## TO BE DONE:
Copy the material below word for word from the line with "Place one keypoint on each instance of the fresh" to the line with "x=162 y=100", including both of those lines, and leave the pictures out of your answer.

## STORED DATA:

_ _ _ _

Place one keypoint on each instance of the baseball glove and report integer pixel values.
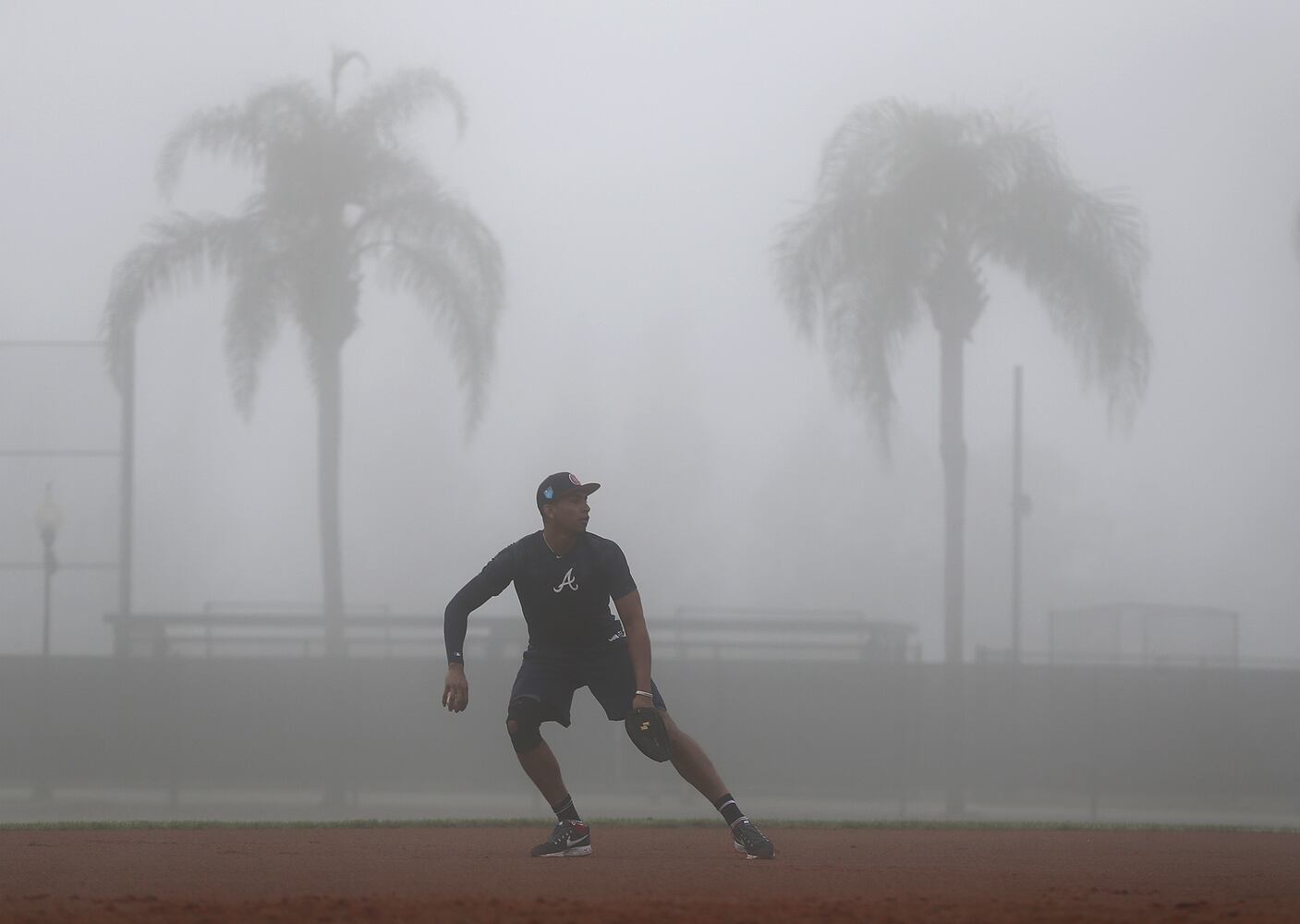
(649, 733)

_ _ _ _

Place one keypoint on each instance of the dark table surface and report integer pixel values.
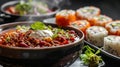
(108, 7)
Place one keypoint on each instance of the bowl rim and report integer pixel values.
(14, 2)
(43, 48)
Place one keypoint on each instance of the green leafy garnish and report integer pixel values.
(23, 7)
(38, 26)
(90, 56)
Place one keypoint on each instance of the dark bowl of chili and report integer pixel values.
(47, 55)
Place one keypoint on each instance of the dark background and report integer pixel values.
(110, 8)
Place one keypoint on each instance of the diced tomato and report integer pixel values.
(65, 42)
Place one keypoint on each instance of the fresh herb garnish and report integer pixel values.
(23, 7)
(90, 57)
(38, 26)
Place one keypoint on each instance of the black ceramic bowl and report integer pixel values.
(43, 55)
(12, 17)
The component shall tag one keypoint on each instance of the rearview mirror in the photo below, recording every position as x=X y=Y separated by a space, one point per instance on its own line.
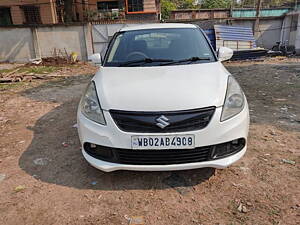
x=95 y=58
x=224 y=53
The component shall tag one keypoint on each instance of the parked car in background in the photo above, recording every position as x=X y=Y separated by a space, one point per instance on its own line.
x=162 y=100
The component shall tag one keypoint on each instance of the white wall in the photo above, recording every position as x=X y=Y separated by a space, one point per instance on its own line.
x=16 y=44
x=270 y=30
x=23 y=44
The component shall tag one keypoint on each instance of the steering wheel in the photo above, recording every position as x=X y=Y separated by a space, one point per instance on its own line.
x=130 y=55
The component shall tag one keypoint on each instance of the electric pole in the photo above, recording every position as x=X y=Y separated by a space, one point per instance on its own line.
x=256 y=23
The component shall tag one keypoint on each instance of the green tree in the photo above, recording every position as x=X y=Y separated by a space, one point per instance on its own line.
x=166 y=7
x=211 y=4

_ _ _ _

## TASK OUTPUT:
Place one keypoint on each instance of the fresh herb garnish and report integer pixel values.
(23, 7)
(90, 57)
(38, 26)
Place one keypoint on each instance of the black ceramic bowl and report integer pixel values.
(43, 55)
(12, 17)
The component shall tag one keypoint on each instance of the rearview mirror in the photo below, recording every position as x=X y=Y separated by a space, one point per instance on its own line.
x=95 y=58
x=224 y=53
The component shall tag one keypoint on each instance of the parked car in background in the photo above, recording every position as x=X y=Y separated by a space, one point per instance on its own line.
x=162 y=100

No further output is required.